*Instructions for the task*: Each entry that follows is to be retyped exactly. Pictures do not belong in the copy.

*Records supplied*:
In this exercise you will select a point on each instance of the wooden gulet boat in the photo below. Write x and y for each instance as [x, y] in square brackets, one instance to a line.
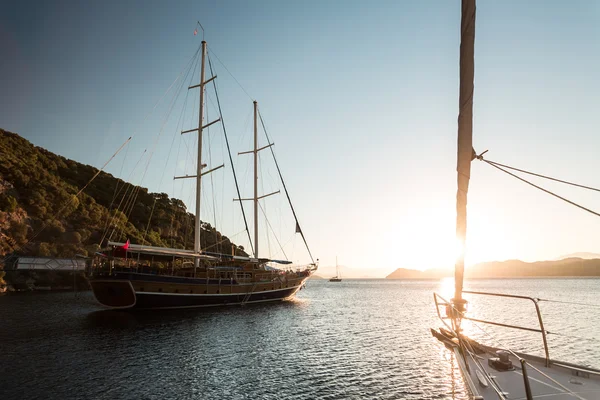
[497, 372]
[127, 276]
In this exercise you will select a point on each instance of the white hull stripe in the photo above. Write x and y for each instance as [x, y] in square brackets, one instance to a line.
[217, 294]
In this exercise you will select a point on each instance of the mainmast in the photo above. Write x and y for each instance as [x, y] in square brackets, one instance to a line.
[255, 180]
[256, 197]
[465, 139]
[200, 165]
[197, 246]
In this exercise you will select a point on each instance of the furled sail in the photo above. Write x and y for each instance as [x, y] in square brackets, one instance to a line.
[465, 134]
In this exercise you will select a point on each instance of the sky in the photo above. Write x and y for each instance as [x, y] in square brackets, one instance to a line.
[360, 99]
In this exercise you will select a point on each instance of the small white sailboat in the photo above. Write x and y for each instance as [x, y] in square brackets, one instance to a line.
[497, 372]
[338, 276]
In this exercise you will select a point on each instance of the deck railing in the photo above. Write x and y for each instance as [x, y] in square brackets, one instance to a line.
[541, 329]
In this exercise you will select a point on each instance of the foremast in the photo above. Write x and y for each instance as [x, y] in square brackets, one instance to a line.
[465, 141]
[256, 196]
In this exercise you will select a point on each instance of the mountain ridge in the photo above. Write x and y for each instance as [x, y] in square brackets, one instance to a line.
[511, 269]
[41, 215]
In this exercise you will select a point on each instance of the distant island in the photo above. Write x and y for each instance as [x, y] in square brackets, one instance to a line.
[511, 269]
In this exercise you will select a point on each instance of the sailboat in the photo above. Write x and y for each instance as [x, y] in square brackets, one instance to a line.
[338, 276]
[496, 372]
[128, 275]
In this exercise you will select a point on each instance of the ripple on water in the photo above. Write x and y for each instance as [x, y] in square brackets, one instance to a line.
[354, 340]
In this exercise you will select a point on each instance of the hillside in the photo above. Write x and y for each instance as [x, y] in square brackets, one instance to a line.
[38, 188]
[511, 269]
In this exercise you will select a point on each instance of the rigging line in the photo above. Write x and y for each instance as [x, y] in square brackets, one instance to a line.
[262, 188]
[229, 152]
[539, 175]
[569, 302]
[567, 390]
[167, 162]
[272, 230]
[136, 191]
[284, 186]
[212, 183]
[68, 203]
[128, 186]
[221, 241]
[544, 190]
[106, 224]
[572, 336]
[234, 78]
[172, 84]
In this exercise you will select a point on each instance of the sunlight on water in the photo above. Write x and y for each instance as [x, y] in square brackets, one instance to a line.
[446, 288]
[349, 340]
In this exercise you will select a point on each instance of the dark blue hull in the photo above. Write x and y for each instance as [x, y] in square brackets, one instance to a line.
[159, 300]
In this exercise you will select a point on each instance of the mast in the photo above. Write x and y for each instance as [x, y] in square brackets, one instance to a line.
[197, 247]
[255, 181]
[256, 196]
[465, 139]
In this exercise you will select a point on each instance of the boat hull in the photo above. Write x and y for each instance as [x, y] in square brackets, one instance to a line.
[142, 293]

*Exercise result*:
In this exercise you will select a point on each instance of the wooden gulet boat in the photo below. Write x and y for each instance as [x, y] in square brackets, one instance to a line.
[497, 372]
[127, 276]
In this exercise you will select a point on each instance of the white hull stripe in the photo above. Write x and y for each instance as [x, y] in square brackets, one instance to a line.
[217, 294]
In this exercise you will select a point on each instance of the mainmast in the photo above. Write x and y for each instance as [x, y] in square brackets, one instance to a line.
[255, 180]
[256, 197]
[465, 139]
[200, 165]
[197, 246]
In this exercise you will select a point on each instance of the furled sail in the photo above. Write x and y for each instance as [x, y] in square brackets, one instance to a line.
[465, 134]
In this exercise you will select a point on each instance of the sky in the photo above. Write x and y for each instance as [x, y] in square brackets, one instance to a line.
[360, 99]
In this exercise you will select a point on each instance of the small white sailboat in the photo above. Write x and y for each instance as [x, y] in square brackets, one instance to a line.
[497, 372]
[338, 276]
In this exercise you will select a point on each instance of the deck railing in the photo above. Write x and y for each instance as [x, y] in square brackets, one instance to a line.
[541, 329]
In this exercise you will select a point on each instance of the foremast in the photo above. Write x and y for each instance as [x, y] in square brackets, one instance to a line.
[465, 141]
[256, 196]
In this exercise you will select a point on each instance of the mountain ridge in the photo above. Write x and y for each instance as [x, y] in square brackets, one instance to a line.
[511, 269]
[41, 215]
In this exercise you will select a point on each instance of the distant island in the photo above. Write x and y for each instance as [x, y] in square brackets, one instance to a line.
[511, 269]
In this exercise you will select a point on each instance of the sailboat in the photo above. Write x and y for each instance as [x, y] in square brackets, one instance to a line.
[338, 276]
[496, 372]
[128, 275]
In this exercise you will select a point on each instance of the ripple on water in the photo above. Write x and y for each instance as [x, y] in square brackets, one instance to a line.
[354, 340]
In this exercise you will select a point on each instance of the hillside in the photo above. Write x and y for each instance as [x, y] in square brackets, one instance to a line.
[38, 188]
[511, 269]
In this exercise you will select a point on each instance of the rigging line in the photo above. Write x and y for each instance as [x, y] in square brackets, one instance to a line.
[262, 188]
[229, 152]
[539, 175]
[569, 302]
[567, 390]
[167, 162]
[272, 230]
[136, 191]
[284, 186]
[212, 183]
[68, 203]
[128, 186]
[221, 241]
[544, 190]
[106, 224]
[572, 336]
[234, 78]
[172, 84]
In this exercise you will select a point on each instance of the sunlight on water in the photo above. Write x and y for each instance as [x, y] in square brackets, one instance to a line.
[446, 288]
[349, 340]
In this exercise you will select a point on each instance of the dark blue hull in the photo above. Write x and y for each instance as [x, y] in square brackets, one instance to a line.
[159, 300]
In this exercise you will select a point on each instance of the mast in the photo above. Write x and y for each instance as [x, y] in square brackets, one instance to a line.
[197, 247]
[255, 181]
[256, 196]
[465, 139]
In this exercise you will select a point on each instance of the boat hull in the photo above. Write x and y for each instance as [x, y] in square brackets, one instance to a line.
[142, 293]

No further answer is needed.